==== Records for this exercise ====
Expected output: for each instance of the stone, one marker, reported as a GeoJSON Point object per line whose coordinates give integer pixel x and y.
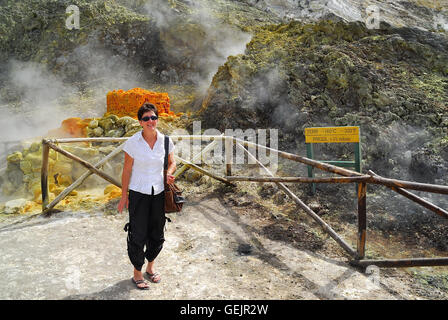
{"type": "Point", "coordinates": [98, 132]}
{"type": "Point", "coordinates": [93, 124]}
{"type": "Point", "coordinates": [106, 123]}
{"type": "Point", "coordinates": [126, 120]}
{"type": "Point", "coordinates": [116, 133]}
{"type": "Point", "coordinates": [15, 157]}
{"type": "Point", "coordinates": [15, 206]}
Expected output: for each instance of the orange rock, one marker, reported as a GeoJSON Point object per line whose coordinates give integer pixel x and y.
{"type": "Point", "coordinates": [126, 103]}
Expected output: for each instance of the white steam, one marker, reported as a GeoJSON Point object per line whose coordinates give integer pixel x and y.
{"type": "Point", "coordinates": [209, 42]}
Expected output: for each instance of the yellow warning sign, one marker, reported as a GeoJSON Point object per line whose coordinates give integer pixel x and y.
{"type": "Point", "coordinates": [331, 134]}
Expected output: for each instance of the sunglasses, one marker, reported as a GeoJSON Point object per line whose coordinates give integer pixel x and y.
{"type": "Point", "coordinates": [144, 119]}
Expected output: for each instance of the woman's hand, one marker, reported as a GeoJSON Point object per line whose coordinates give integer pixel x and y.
{"type": "Point", "coordinates": [169, 178]}
{"type": "Point", "coordinates": [124, 202]}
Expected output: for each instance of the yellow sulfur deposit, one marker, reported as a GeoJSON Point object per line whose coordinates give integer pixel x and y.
{"type": "Point", "coordinates": [126, 103]}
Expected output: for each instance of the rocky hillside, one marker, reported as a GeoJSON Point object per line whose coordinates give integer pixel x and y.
{"type": "Point", "coordinates": [392, 82]}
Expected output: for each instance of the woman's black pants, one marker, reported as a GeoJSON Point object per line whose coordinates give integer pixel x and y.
{"type": "Point", "coordinates": [146, 223]}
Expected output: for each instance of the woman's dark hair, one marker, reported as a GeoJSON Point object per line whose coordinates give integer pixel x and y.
{"type": "Point", "coordinates": [145, 108]}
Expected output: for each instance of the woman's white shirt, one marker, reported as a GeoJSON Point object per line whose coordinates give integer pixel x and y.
{"type": "Point", "coordinates": [147, 169]}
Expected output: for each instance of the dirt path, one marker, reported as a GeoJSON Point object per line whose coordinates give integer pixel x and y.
{"type": "Point", "coordinates": [210, 253]}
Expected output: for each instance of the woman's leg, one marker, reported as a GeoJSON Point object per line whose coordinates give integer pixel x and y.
{"type": "Point", "coordinates": [156, 223]}
{"type": "Point", "coordinates": [137, 234]}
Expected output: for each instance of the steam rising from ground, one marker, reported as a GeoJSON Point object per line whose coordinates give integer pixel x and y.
{"type": "Point", "coordinates": [209, 41]}
{"type": "Point", "coordinates": [428, 14]}
{"type": "Point", "coordinates": [38, 109]}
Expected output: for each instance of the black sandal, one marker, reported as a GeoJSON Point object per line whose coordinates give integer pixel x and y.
{"type": "Point", "coordinates": [137, 282]}
{"type": "Point", "coordinates": [153, 276]}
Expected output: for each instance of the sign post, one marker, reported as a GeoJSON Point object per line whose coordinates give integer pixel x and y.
{"type": "Point", "coordinates": [333, 135]}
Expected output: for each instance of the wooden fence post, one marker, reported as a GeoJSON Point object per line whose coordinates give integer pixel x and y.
{"type": "Point", "coordinates": [362, 219]}
{"type": "Point", "coordinates": [44, 174]}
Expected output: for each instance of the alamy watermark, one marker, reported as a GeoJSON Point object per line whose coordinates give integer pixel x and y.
{"type": "Point", "coordinates": [258, 149]}
{"type": "Point", "coordinates": [72, 21]}
{"type": "Point", "coordinates": [373, 17]}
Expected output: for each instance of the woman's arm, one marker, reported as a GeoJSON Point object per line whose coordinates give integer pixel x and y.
{"type": "Point", "coordinates": [125, 177]}
{"type": "Point", "coordinates": [171, 168]}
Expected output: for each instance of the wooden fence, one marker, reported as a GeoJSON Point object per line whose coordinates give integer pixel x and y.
{"type": "Point", "coordinates": [348, 176]}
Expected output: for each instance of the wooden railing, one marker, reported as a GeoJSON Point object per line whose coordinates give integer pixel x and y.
{"type": "Point", "coordinates": [348, 176]}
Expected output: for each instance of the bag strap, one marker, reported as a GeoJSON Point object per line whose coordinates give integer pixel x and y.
{"type": "Point", "coordinates": [165, 161]}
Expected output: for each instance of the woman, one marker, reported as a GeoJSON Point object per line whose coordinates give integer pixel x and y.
{"type": "Point", "coordinates": [143, 177]}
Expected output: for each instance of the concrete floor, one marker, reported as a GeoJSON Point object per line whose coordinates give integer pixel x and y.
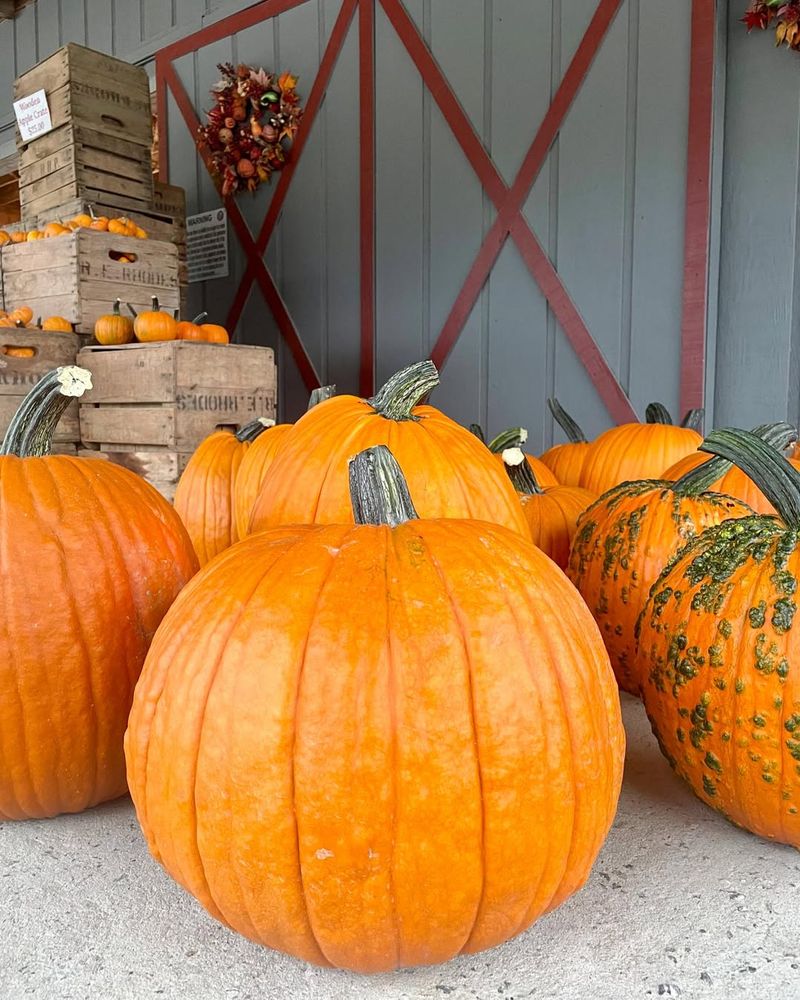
{"type": "Point", "coordinates": [680, 904]}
====
* [Stated exercise] Echo every line of the records above verbatim, leaving out the pictures.

* [Full output]
Expected output: for each instance of the stone, one marker, reported as a GeoJSON Point object per line whose coordinates give integer pixel x and y.
{"type": "Point", "coordinates": [98, 132]}
{"type": "Point", "coordinates": [93, 124]}
{"type": "Point", "coordinates": [106, 123]}
{"type": "Point", "coordinates": [126, 120]}
{"type": "Point", "coordinates": [116, 133]}
{"type": "Point", "coordinates": [15, 157]}
{"type": "Point", "coordinates": [15, 206]}
Expected output: for each instance of the orange rock, one marker, reported as a GeoJSON Point object per line whose coordinates give integer pixel x and y.
{"type": "Point", "coordinates": [126, 103]}
Expected output: for each instance of the white steam, one marker, reported as a GeoJSON Point object per line whose coordinates give integer pixel x and y.
{"type": "Point", "coordinates": [209, 42]}
Expected output: for each instance of the yellow warning sign, one marker, reported as a GeoJSON Point object per line whose coordinates give integer pixel x and y.
{"type": "Point", "coordinates": [331, 134]}
Expected output: for each instance of the sunglasses, one marker, reported as a GeoJSON Point object per line whose coordinates give integer pixel x and y.
{"type": "Point", "coordinates": [144, 119]}
Expected output: for each instance of the woman's hand, one marker, reported as a GeoJSON Point object per line whose coordinates give integer pixel x and y.
{"type": "Point", "coordinates": [169, 178]}
{"type": "Point", "coordinates": [124, 202]}
Expected output: for each instance of the yellow sulfur deposit, one marker, reported as a GeoJSON Point object per line whose coordinates give integer pixel x and y.
{"type": "Point", "coordinates": [126, 103]}
Expected output: for each instance of the rocky hillside, one marker, reported as a GeoJSON Point object per line whose coordinates give integer pixel x and y.
{"type": "Point", "coordinates": [392, 82]}
Expected output: for each instance of the woman's black pants, one marker, reported as a GeoJSON Point object per line whose coordinates give integer pixel x and y.
{"type": "Point", "coordinates": [146, 223]}
Expected output: for each instance of the woman's dark hair, one marker, reported as a GeoJSON Point object per line whose coordinates give integer pixel x and y.
{"type": "Point", "coordinates": [145, 108]}
Expected output: for each instance of the woman's white shirt, one marker, reported as a GeoJSON Point object per line whose coordinates give integer pixel x and y.
{"type": "Point", "coordinates": [147, 169]}
Expected output: for each instance of the dirt path, one marker, reported as a GeoJSON Point object per line whose coordinates give integer pixel x and y.
{"type": "Point", "coordinates": [210, 253]}
Expected output: for each instance of the woman's leg, one marker, reported as a GeoJSON Point object per line whose coordinates give integer pixel x and y.
{"type": "Point", "coordinates": [156, 223]}
{"type": "Point", "coordinates": [137, 234]}
Expected output: for each instance of the steam rising from ground, one marker, reported as a GeoJSON Point object per line whose coordinates give integer pixel x and y.
{"type": "Point", "coordinates": [209, 41]}
{"type": "Point", "coordinates": [428, 14]}
{"type": "Point", "coordinates": [38, 109]}
Expected output: for each instance of the black sandal, one marker, reported as a GeoJSON Point object per line whose coordinates give integer pixel x and y.
{"type": "Point", "coordinates": [137, 282]}
{"type": "Point", "coordinates": [153, 276]}
Expected output: for each instance of the sign post, one marker, reported as a GeoJSON Point object per line whose coordinates give integer pixel x and y.
{"type": "Point", "coordinates": [333, 135]}
Expected output: for each instance of the wooden fence post, one marker, reported as a GeoJSON Point object per line whose coordinates give integer pixel x and y.
{"type": "Point", "coordinates": [362, 219]}
{"type": "Point", "coordinates": [44, 174]}
Expected output: for each instance of the alamy watermark, one marker, reported as a GeoJSON Point object per line whose coordinates give integer pixel x and y.
{"type": "Point", "coordinates": [258, 149]}
{"type": "Point", "coordinates": [72, 21]}
{"type": "Point", "coordinates": [373, 17]}
Expected output: for each instance of the woman's arm, one marker, reported as a GeoJSON Point object per line whose coordinates give integer pixel x and y.
{"type": "Point", "coordinates": [125, 177]}
{"type": "Point", "coordinates": [171, 168]}
Expected output: for each instance of the wooden fence, one marker, reported as a GeoJSON Point object per line whose coordinates give integer pixel x and y.
{"type": "Point", "coordinates": [348, 176]}
Expected output: for each instance of the wooden railing, one marker, reported as a GeoJSON Point object per line whose coordinates give integer pixel x and y.
{"type": "Point", "coordinates": [348, 176]}
Expected output: for each instance of the bag strap, one marker, reported as a GeoJSON Point object per line whose coordinates give integer pixel x and y.
{"type": "Point", "coordinates": [165, 161]}
Expected output: for each instance of the woman, one marker, reported as a GeoJSON Point object per line whose coordinates give integer pixel x and y.
{"type": "Point", "coordinates": [143, 177]}
Expected output: for each instance of the concrete floor, one marker, reported as a GeoJSON Point object per line whose coordinates give integer pixel x and y.
{"type": "Point", "coordinates": [680, 904]}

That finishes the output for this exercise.